Página:
Juega en el terreno de las identidades; si no, no se explica que alguien de clase trabajadora la vote, porque si se leyera su programa económico se daría cuenta de que vota contra sus intereses. Si vota a la extrema derecha es porque ésta ha estimulado otras identidades: el hombre, el hombre blanco, el heterosexual, el español… Y esta apelación identitaria hace que un obrero vote a la extrema derecha, porque quizás antes es español que obrero.
Supongo que esto también está vinculado a un desclasamiento de la sociedad.
Absolutamente. Esta falta de conciencia de clase hace que la extrema derecha sepa apelar a otras identidades que superen la identidad de clase. Y, por otra parte, la extrema derecha utiliza esta pantalla de batalla cultural e identidades, por no hablar de su programa económico, porque si le toca hacerlo se desvelaría la trampa y la clase trabajadora se daría cuenta de que está votando en contra sus propios intereses.
Con la fuerza institucional que tiene actualmente Vox debe evolucionar la forma de luchar contra la extrema derecha: no bastan las concentraciones en la calle, ni con unos cordones sanitarios que, con la cierta excepción del Parlament de Catalunya, apenas vemos en el Estado. ¿Cómo se debería actuar?
«Con la llegada de la extrema derecha a las instituciones esta conciencia antifascista ha ganado terreno»
La bandera del antifascismo durante muchos años la ha llevado poca gente y en soledad, y enfrentándose a la estigmatización, la criminalización, la persecución y la amenaza directa que suponía la extrema derecha incluso para su vida. Con la llegada de la extrema derecha a las instituciones, esta conciencia antifascista ha ganado terreno, más gente se ha sentido interpelada y esto debería implicar muchas más complicidades a la hora de combatirla. Es lo que debería haber existido desde el principio, pero desgraciadamente no fue así.
Ahora es el momento de llegar a un movimiento más transversal y que la gente se sienta interpelada en serio, posiblemente porque ve que el monstruo que algunos denunciaban es real, está en las instituciones, manda y legisla y afecta directamente a su vida. Obviamente, esto exige otras estrategias y este libro pretende demostrar cómo durante muchos años la lucha ha sido en soledad y, además, con cierta condescendencia y desprecio hacia la gente que llevaba esa bandera.
La reflexión debería hacerla toda la gente que no había estado y ahora debe encontrar las herramientas, los espacios y la manera de actuar y aquí interpelo al gremio periodístico, a los profesores, a los agentes sociales, a los sindicatos y a la política institucional porque no valen sólo discursos brillantes o cordones sanitarios contra la extrema derecha, esto debe verse también con políticas valientes. Si estás gobernando y tienes capacidad de realizar determinadas políticas esto debe tener una traducción real en la vida de las personas, concretamente en la precariedad. Tienen que dar respuesta a los problemas reales del día a día de las personas y deben ayudar a superar las situaciones en las que la extrema se siente fuerte, que son los discursos securitarios, los de la antipolítica.

Material recopilado:

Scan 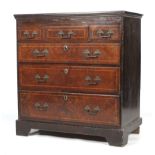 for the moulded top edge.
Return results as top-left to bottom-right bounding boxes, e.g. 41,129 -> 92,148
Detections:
14,11 -> 143,19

Instrucción dada 1: Según el texto sobre la extrema derecha, ¿qué parlamento se menciona como cierta excepción en la aplicación de cordones sanitarios?
Instrucción dada 2: Retoma el texto sobre la extrema derecha y continúalo a partir de su última frase.

Respuesta esperada 1: El Parlament de Catalunya.

Respuesta esperada 2:
En cambio, nos encontramos con que en determinadas instituciones del Estado, como la Policía, el Ejército o la judicatura, las simpatías hacia la extrema derecha son amplias. Además, figuras interesantes como los delitos de odio son pervertidas y acaban utilizándose contra colectivos vulnerables que justamente se movilizan contra los discursos de odio.
El Estado no tiene intención de desactivar a la extrema derecha porque no supone una amenaza para el statu quo. No es su problema que haya elementos reaccionarios en el Ejército o en la Policía, no lo pagan ellos. Al no suponer esa amenaza, no se reconoce el problema. Es más, las herramientas que se ponen para vacunar contra esta amenaza, como sería la figura de los delitos de odio, se vuelven en su contra. Se interpreta que no existe la desigualdad estructural que la legislación pretendía corregir y proteger a los colectivos vulnerables, sino que se habla de odio en general y se producen situaciones tan aberrantes como que personas que protestan contra una campaña homófoba o machista son acusadas de delitos de odio. Esto es una perversión a la hora de interpretar la legislación y hace que los colectivos vulnerables se sientan desprotegidos y que la desigualdad no se corrija. Y demuestra que existe una falta absoluta de voluntad de desactivar esta infección de odio y a la propia extrema derecha, porque no supone una amenaza.
A la hora de hacer balance de estos más de 30 años de antifascismo en el Estado, ¿con qué se queda? Porque se puede pensar que, pese a la lucha, hoy la extrema derecha vive su mejor momento desde la dictadura, o bien que la mayor conciencia antifascista no habría sido posible sin los movimientos previos.
«Todos los conceptos que aprendí a principios de los años 90 en materia de feminismo en una casa okupa son hoy mainstream»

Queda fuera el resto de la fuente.